BEGIN SELECTION

4.2 Experimental dataset

We employ in our experiments three datasets from popular social media sites (Twitter, YouTube, and Facebook). These datasets were collected randomly by the data retrieval algorithm using social media APIs, which consists of three queries. We applied the first twitter4j query on Twitter which is a %100 pure Java library for the Twitter API in order to retrieve the maximum number of tweets and replies and we were able to collect 122,432 data size/ms. For the second query, we applied access token query for YouTube channel which is send Web API requests with an access token included either in the HTTP Authorization header or as a POST parameter in order to collect the data. Hence, we collected 91,146 data sizes/ms from YouTube consisting of comments and replies. For the third query, we applied Redis query on Facebook since the keys can contain hashes and sorted sets and were able to retrieve comments and replies around 56,260 data size/ms. Finally, we integrated these datasets using data integration algorithms. Table 2 summarizes the datasets used to evaluate the three algorithms from distributed sources.

Table 2 Datasets used to evaluate the proposed algorithms

4.2.1 Data retrieval algorithm (Exp. 1)

This experiment aims to benchmark the execution time of the data retrieval algorithm from Twitter, YouTube, and Facebook. We employ the algorithm to collect the datasets from the social media APIs, which are composed of three subsidiary queries. The first query Q1 retrieves the maximum number of tweets and replies from Twitter and checks if the file is empty; otherwise, a JSON file F is built. The second query Q2 retrieves the maximum number of video comments and comment replies from YouTube and checks whether the file is empty; if not, a file in JSON format F is built. The third query Q3 retrieves the maximum number of Facebook post comments and Facebook comment replies and checks if the file is empty; if not, a JSON file F is built. The same function executes Q1, Q2, and Q3 and builds the JSON file F. Note that the slowness of execution rate for Twitter while running the code takes 10 to 20 Seconds because of the get_constent() function, unlike YouTube and Facebook.

4.2.2 Read and clean data algorithm (Exp. 2)

This experiment aims to benchmark the execution time of the read and clean data algorithm to read the JSON file F and clean the data. The algorithm has three functions: extracting, parsing, and adding the attributes of Twitter, YouTube, and Facebook. The Twitter attributes \(A_{tw}\) will be extracted and parsed from JSON file F for both tweets and replies. The YouTube attributes \(A_{ut}\) will be extracted and parsed from JSON file F for video comments and reply comments. For the Facebook attributes, \(A_{fb}\) will be extracted and parsed for post comments and replies to post comments. All of \(A_{ut}\), \(A_{tw}\), and \(A_{fb}\) are added to the lists of attributes \(L_{att}\). The same function executes \(A_{ut}\), \(A_{tw}\), and \(A_{fb}\) and produces a list of social media attributes.

4.2.3 Data integration algorithm (Exp. 3)

END SELECTION
BEGIN SUPPLIED MATERIAL

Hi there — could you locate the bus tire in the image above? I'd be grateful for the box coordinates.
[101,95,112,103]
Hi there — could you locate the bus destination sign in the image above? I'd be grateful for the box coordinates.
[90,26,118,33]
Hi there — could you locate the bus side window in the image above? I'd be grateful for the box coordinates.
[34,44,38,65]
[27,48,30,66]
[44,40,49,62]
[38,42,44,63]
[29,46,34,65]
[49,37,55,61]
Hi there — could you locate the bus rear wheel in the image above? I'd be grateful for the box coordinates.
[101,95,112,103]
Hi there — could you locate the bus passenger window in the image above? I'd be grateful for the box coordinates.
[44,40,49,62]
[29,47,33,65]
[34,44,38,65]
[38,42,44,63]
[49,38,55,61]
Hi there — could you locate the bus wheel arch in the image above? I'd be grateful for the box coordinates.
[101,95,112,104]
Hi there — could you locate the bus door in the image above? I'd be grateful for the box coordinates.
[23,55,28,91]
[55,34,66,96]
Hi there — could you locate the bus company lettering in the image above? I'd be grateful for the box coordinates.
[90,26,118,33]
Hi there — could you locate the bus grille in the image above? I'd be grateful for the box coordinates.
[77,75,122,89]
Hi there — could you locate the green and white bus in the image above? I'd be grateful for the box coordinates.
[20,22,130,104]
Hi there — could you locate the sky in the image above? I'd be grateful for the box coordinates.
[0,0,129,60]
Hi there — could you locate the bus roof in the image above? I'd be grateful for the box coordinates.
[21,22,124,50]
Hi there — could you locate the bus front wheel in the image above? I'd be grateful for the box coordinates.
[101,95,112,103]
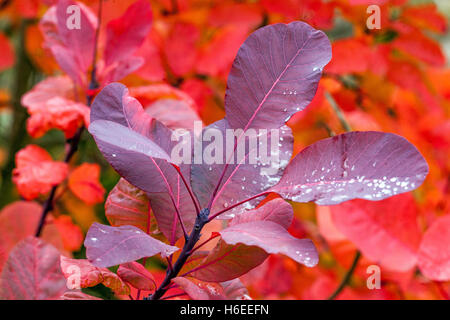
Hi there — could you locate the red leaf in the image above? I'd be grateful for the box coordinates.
[172,277,225,300]
[0,33,15,71]
[230,198,294,229]
[13,145,68,200]
[84,223,179,267]
[225,22,331,131]
[331,194,421,271]
[164,22,200,76]
[418,215,450,281]
[196,26,247,76]
[105,178,155,233]
[22,76,90,138]
[0,237,67,300]
[0,201,64,271]
[104,0,152,66]
[220,221,319,267]
[60,291,102,300]
[53,215,84,252]
[117,262,156,291]
[325,39,372,74]
[272,131,428,205]
[69,163,105,205]
[191,119,293,219]
[393,30,446,67]
[60,256,130,295]
[145,99,201,130]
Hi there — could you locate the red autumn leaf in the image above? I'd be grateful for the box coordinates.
[172,277,226,300]
[145,99,201,130]
[393,30,445,67]
[52,215,84,252]
[104,0,152,66]
[401,3,447,33]
[60,256,130,295]
[60,291,102,300]
[0,201,64,271]
[164,22,200,76]
[0,237,67,300]
[331,194,421,271]
[22,76,90,138]
[40,0,98,88]
[418,215,450,281]
[105,178,156,233]
[272,131,429,205]
[84,223,179,267]
[135,31,166,81]
[197,26,247,76]
[0,33,15,71]
[117,261,156,291]
[220,221,319,267]
[325,38,372,74]
[69,163,105,204]
[13,145,68,200]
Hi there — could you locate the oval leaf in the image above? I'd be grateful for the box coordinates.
[418,215,450,281]
[330,194,422,271]
[225,21,331,129]
[0,237,67,300]
[84,223,179,267]
[220,221,319,267]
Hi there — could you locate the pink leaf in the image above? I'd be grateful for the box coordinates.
[330,194,421,271]
[61,256,130,295]
[220,221,319,267]
[418,215,450,281]
[117,262,156,291]
[230,198,294,229]
[84,223,178,267]
[225,22,331,129]
[271,131,428,205]
[105,0,152,65]
[172,277,225,300]
[191,119,294,219]
[0,237,67,300]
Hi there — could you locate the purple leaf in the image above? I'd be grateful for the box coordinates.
[230,198,294,229]
[191,119,294,219]
[225,21,331,129]
[0,237,67,300]
[192,199,294,281]
[271,131,428,205]
[89,83,196,240]
[220,221,319,267]
[91,83,154,133]
[84,223,178,267]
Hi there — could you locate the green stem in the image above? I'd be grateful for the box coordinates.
[328,250,361,300]
[0,20,34,206]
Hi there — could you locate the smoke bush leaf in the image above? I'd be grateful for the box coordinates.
[271,131,428,205]
[220,221,319,267]
[84,223,178,267]
[225,21,331,129]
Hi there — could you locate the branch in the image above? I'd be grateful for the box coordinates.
[145,209,209,300]
[35,0,103,238]
[325,91,352,132]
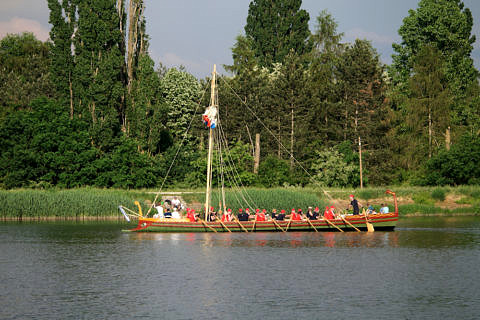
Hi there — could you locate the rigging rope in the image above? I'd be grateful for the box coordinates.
[221,78,337,208]
[145,83,208,216]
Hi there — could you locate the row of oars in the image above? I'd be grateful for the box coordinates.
[198,215,375,233]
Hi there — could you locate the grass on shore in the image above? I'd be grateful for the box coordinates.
[0,186,480,219]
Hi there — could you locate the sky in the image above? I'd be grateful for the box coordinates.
[0,0,480,78]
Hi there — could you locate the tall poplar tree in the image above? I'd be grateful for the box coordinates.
[48,0,77,119]
[74,0,125,148]
[245,0,312,68]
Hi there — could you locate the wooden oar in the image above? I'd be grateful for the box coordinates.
[342,217,361,232]
[251,214,257,232]
[285,218,292,232]
[307,218,318,232]
[323,217,343,232]
[198,217,217,233]
[272,219,286,232]
[219,219,232,232]
[232,214,248,233]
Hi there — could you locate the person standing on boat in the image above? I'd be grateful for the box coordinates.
[153,202,163,219]
[172,197,182,210]
[272,208,277,219]
[348,194,360,215]
[187,208,197,222]
[255,209,267,221]
[238,208,248,221]
[323,207,333,220]
[290,209,302,221]
[222,209,232,222]
[307,207,318,220]
[330,206,337,219]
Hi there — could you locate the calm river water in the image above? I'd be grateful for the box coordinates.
[0,217,480,319]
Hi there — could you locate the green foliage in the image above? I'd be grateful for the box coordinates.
[392,0,477,102]
[0,33,54,108]
[412,192,435,206]
[312,148,355,187]
[430,188,445,201]
[0,188,147,218]
[160,68,203,142]
[258,156,290,188]
[245,0,312,68]
[423,134,480,185]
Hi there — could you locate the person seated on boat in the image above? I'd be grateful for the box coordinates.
[348,194,361,215]
[255,209,267,221]
[380,203,390,213]
[222,209,232,222]
[367,202,377,214]
[307,207,318,220]
[187,208,197,222]
[297,209,305,220]
[272,208,277,219]
[323,207,333,220]
[330,206,337,219]
[172,197,182,210]
[172,207,182,219]
[245,208,253,219]
[238,208,248,221]
[207,207,217,221]
[290,209,302,221]
[153,202,163,219]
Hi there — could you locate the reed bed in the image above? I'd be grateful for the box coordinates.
[0,188,150,219]
[0,186,480,219]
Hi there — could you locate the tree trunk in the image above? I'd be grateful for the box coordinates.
[290,105,295,169]
[253,133,260,174]
[68,72,73,119]
[358,137,363,189]
[445,126,451,151]
[428,106,432,158]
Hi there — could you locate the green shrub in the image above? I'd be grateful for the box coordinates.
[431,188,445,201]
[412,192,435,206]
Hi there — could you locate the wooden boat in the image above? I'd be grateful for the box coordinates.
[119,66,398,232]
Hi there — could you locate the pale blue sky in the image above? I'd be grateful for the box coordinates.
[0,0,480,78]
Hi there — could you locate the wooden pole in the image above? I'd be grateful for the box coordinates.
[358,137,363,189]
[232,214,248,233]
[205,64,217,219]
[307,218,318,232]
[342,217,361,232]
[272,219,286,232]
[198,217,217,233]
[253,133,260,174]
[323,217,343,232]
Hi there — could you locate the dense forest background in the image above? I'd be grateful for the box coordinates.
[0,0,480,188]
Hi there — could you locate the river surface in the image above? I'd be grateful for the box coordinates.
[0,217,480,319]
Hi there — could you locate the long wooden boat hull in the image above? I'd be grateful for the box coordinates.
[125,213,398,232]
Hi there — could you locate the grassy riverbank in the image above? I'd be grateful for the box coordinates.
[0,186,480,219]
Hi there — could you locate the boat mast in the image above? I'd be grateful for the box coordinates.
[205,64,217,219]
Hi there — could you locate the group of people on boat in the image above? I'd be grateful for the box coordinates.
[154,195,389,222]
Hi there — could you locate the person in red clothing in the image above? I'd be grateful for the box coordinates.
[255,209,267,221]
[330,206,337,219]
[323,207,333,220]
[290,209,302,221]
[187,209,197,222]
[222,209,232,222]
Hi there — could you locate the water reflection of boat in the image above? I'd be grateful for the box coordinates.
[119,67,398,232]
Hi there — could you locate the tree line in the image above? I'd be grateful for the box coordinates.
[0,0,480,188]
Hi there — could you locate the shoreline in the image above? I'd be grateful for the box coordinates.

END SUPPLIED MATERIAL

PROBLEMS
**A.** In the passage on social media datasets, what query was applied to Facebook?
**B.** Continue the passage on social media datasets and algorithms from where it stops, writing the section on the data integration algorithm.
The rows have no role in this.

RESULTS OF THE EXERCISE
**A.** A Redis query.

**B.**
The aim of this experiment is to benchmark the execution time of the data integration algorithm. This algorithm has two major functions: selecting social media attributes and adding these attributes to the list of integrated big data \(L_{AI}\). Each element in social media such as Twitter \(E_{tw}\), YouTube \(E_{ut}\), and Facebook \(E_{fb}\) is being selected based on specified attributes such as Channel(), CommentId(), OwnerId(), ParentId(), PublishedTime(), and Type() for the main post as well as the replies. The selected elements will be added to the lists of integrated big data \(L_{AI}\). Hence, the algorithm returns the integrated big data lists that come from different sources. The same function executes Twitter \(E_{tw}\), YouTube \(E_{ut}\), and Facebook \(E_{fb}\).

4.3 Experimental results

In general, these results suggest that the algorithms can effectively retrieve, read, clean and integrate the data from distributed data sources. In this section, we present the results of the three experiments on data retrieval, read and clean data, and data integration for social media sites. the execution rate for both data retrieval and read and clean data algorithms were acceptable rates. Furthermore, the data integration algorithm was at a good rate.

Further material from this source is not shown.